* _Exercise description_
Your task is to print all of the material verbatim.
>> begin
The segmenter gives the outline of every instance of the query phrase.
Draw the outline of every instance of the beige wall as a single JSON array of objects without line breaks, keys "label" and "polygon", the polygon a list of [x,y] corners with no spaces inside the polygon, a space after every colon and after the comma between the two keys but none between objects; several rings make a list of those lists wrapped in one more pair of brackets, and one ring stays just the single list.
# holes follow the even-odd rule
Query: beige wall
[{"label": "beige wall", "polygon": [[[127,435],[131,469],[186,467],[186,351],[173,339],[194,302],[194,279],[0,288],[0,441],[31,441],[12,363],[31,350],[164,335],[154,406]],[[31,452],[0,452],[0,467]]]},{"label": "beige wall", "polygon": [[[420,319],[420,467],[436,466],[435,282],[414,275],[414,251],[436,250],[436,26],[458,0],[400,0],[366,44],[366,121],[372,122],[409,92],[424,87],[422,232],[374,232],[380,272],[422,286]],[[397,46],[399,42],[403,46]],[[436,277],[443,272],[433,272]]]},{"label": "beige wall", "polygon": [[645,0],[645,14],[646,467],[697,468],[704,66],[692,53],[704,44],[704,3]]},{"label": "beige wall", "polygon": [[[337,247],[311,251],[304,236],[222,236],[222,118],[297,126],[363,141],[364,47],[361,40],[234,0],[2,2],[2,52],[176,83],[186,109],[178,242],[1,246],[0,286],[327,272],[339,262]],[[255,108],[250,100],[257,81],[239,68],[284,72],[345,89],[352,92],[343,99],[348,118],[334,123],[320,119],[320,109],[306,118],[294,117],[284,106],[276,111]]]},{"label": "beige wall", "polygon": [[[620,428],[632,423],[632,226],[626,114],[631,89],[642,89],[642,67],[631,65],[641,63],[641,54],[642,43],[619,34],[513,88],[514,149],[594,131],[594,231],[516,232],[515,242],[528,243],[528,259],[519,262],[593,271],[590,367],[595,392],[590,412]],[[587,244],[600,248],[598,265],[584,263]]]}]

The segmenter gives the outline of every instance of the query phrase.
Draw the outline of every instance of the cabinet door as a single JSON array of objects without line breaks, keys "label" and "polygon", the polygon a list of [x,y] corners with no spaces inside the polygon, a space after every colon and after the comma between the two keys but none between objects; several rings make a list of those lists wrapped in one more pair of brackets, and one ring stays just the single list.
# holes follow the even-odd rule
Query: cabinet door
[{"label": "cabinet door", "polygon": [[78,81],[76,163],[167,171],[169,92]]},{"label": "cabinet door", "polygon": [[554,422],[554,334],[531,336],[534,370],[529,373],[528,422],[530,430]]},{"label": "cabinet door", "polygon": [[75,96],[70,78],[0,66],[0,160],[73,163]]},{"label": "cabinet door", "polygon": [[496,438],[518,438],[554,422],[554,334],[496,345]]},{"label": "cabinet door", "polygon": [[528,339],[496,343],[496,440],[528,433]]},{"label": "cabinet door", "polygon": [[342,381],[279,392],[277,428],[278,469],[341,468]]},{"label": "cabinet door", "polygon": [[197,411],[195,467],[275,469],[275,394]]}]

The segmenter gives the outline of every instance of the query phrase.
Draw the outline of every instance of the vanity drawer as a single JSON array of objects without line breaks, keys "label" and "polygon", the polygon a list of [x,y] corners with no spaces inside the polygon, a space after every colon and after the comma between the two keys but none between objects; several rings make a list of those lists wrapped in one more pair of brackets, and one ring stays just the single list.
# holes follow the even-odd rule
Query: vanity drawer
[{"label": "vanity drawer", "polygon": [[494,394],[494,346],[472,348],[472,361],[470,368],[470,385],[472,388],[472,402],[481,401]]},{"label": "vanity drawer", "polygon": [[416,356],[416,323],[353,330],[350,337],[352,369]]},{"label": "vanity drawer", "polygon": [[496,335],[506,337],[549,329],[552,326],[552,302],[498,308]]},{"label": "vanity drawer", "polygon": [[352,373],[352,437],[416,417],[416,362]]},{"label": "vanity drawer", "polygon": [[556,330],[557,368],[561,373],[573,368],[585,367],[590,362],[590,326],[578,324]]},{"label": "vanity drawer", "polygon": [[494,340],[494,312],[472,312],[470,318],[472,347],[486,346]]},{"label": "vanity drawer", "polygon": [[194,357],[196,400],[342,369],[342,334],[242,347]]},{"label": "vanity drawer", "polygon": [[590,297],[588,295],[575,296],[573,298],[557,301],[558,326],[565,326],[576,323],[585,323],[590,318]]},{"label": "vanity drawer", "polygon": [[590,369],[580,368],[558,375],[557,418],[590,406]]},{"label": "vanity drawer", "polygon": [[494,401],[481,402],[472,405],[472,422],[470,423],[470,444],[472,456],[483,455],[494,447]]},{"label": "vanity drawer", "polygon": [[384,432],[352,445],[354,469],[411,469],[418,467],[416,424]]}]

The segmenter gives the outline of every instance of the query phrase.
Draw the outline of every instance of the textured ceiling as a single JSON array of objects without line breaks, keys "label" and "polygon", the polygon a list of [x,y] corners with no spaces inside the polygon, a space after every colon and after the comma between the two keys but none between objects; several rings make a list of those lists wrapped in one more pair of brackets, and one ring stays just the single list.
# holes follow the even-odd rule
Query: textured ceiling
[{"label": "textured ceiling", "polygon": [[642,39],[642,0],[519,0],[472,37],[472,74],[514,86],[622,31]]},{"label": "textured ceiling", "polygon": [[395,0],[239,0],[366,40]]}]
>> end
* _Written solution_
The segmenter gives the outline of every instance of the query phrase.
Draw the outline of every instance of the beige wall as a single JSON array of objects without line breaks, keys "label" and "polygon", the polygon a list of [x,y] corners with no spaces inside the polygon, a space after every colon and after the comma between the two keys but none between objects; several rings make a list of those lists wrapped in one more pair of brackets, and one ring stays just the single list.
# holes follow the even-odd rule
Query: beige wall
[{"label": "beige wall", "polygon": [[[127,435],[131,469],[186,467],[186,351],[173,339],[194,302],[194,279],[0,288],[0,441],[31,441],[12,363],[31,350],[164,335],[154,406]],[[31,452],[0,452],[0,467]]]},{"label": "beige wall", "polygon": [[[420,319],[420,467],[436,466],[435,282],[414,275],[414,251],[436,250],[436,26],[458,0],[400,0],[366,44],[366,121],[372,122],[409,92],[424,87],[422,232],[374,232],[380,272],[422,286]],[[397,46],[399,42],[403,46]],[[436,277],[443,272],[433,272]]]},{"label": "beige wall", "polygon": [[645,0],[645,14],[646,467],[697,468],[704,66],[692,53],[704,44],[704,3]]},{"label": "beige wall", "polygon": [[[337,247],[311,251],[304,236],[222,236],[222,118],[297,126],[363,141],[364,47],[361,40],[234,0],[2,2],[2,52],[176,83],[186,109],[178,242],[1,246],[0,286],[327,272],[339,262]],[[255,108],[250,100],[257,81],[239,68],[284,72],[345,89],[352,92],[343,99],[348,118],[334,123],[320,119],[320,109],[306,118],[294,117],[284,106],[276,111]]]},{"label": "beige wall", "polygon": [[[620,428],[632,423],[632,226],[626,114],[631,89],[642,89],[642,67],[631,65],[641,63],[641,54],[642,43],[619,34],[513,88],[514,149],[594,131],[594,231],[516,232],[515,242],[528,243],[528,259],[519,262],[593,271],[590,367],[595,392],[590,412]],[[587,244],[600,248],[598,265],[584,263]]]}]

The segmenter gives the outline of every instance of the query phrase.
Draw the outline of every instance of the cabinet door as a single JSON array of objects without line breaks, keys "label" and "polygon", the polygon a list of [x,y] corners with no spaces inside the polygon, a space after every colon and after the comma between the two keys but none between objects; several rings make a list of those lists wrapped in one more pair of brackets, and one ring stays just the single list.
# holes follow the even-odd rule
Query: cabinet door
[{"label": "cabinet door", "polygon": [[78,81],[76,163],[167,171],[169,92]]},{"label": "cabinet door", "polygon": [[554,422],[554,334],[531,336],[534,370],[529,373],[528,422],[530,430]]},{"label": "cabinet door", "polygon": [[75,96],[70,78],[0,66],[0,160],[73,163]]},{"label": "cabinet door", "polygon": [[496,438],[518,438],[554,422],[554,334],[496,345]]},{"label": "cabinet door", "polygon": [[528,339],[496,343],[496,440],[528,433]]},{"label": "cabinet door", "polygon": [[342,381],[279,392],[277,428],[278,469],[341,468]]},{"label": "cabinet door", "polygon": [[197,411],[195,467],[275,469],[275,394]]}]

The segmenter gives the outline of every instance of the query phrase.
Draw the outline of every instance of the vanity drawer as a single JSON array of objects without line breaks, keys "label" and "polygon", the polygon a list of [x,y] corners with no spaces inside the polygon, a space after every colon and after the comma between the two keys but none between objects; several rings make a list of those lists wrapped in one more pair of brackets, and one ring stays just the single list.
# holes follow the even-odd rule
Query: vanity drawer
[{"label": "vanity drawer", "polygon": [[494,394],[494,346],[472,348],[472,361],[470,368],[470,385],[472,388],[472,402],[481,401]]},{"label": "vanity drawer", "polygon": [[416,356],[416,323],[353,330],[350,337],[352,369]]},{"label": "vanity drawer", "polygon": [[496,335],[506,337],[549,329],[552,326],[552,302],[498,308]]},{"label": "vanity drawer", "polygon": [[352,373],[352,437],[416,417],[416,362]]},{"label": "vanity drawer", "polygon": [[556,330],[557,368],[561,373],[573,368],[585,367],[590,362],[590,326],[578,324]]},{"label": "vanity drawer", "polygon": [[494,340],[494,312],[472,312],[470,318],[472,347],[486,346]]},{"label": "vanity drawer", "polygon": [[194,357],[196,400],[342,369],[342,334],[242,347]]},{"label": "vanity drawer", "polygon": [[590,297],[588,295],[575,296],[573,298],[557,301],[558,326],[565,326],[576,323],[585,323],[590,318]]},{"label": "vanity drawer", "polygon": [[590,369],[580,368],[558,375],[557,418],[590,406]]},{"label": "vanity drawer", "polygon": [[494,401],[481,402],[472,405],[472,422],[470,423],[470,444],[472,456],[483,455],[494,447]]},{"label": "vanity drawer", "polygon": [[384,432],[352,445],[354,469],[411,469],[418,467],[416,424]]}]

The segmenter gives the outline of every instance of the query phrase.
Draw the outline of every instance of the textured ceiling as a single JSON array of objects without line breaks, keys "label" and "polygon", the polygon a list of [x,y] corners with no spaces inside the polygon, a space after every colon and after the comma between the two keys but none between objects; several rings make a list of those lists wrapped in one more pair of brackets, and one ring stays just the single list.
# holes follow the even-odd rule
Query: textured ceiling
[{"label": "textured ceiling", "polygon": [[642,39],[642,0],[519,0],[472,37],[472,74],[514,86],[622,31]]},{"label": "textured ceiling", "polygon": [[395,0],[239,0],[366,40]]}]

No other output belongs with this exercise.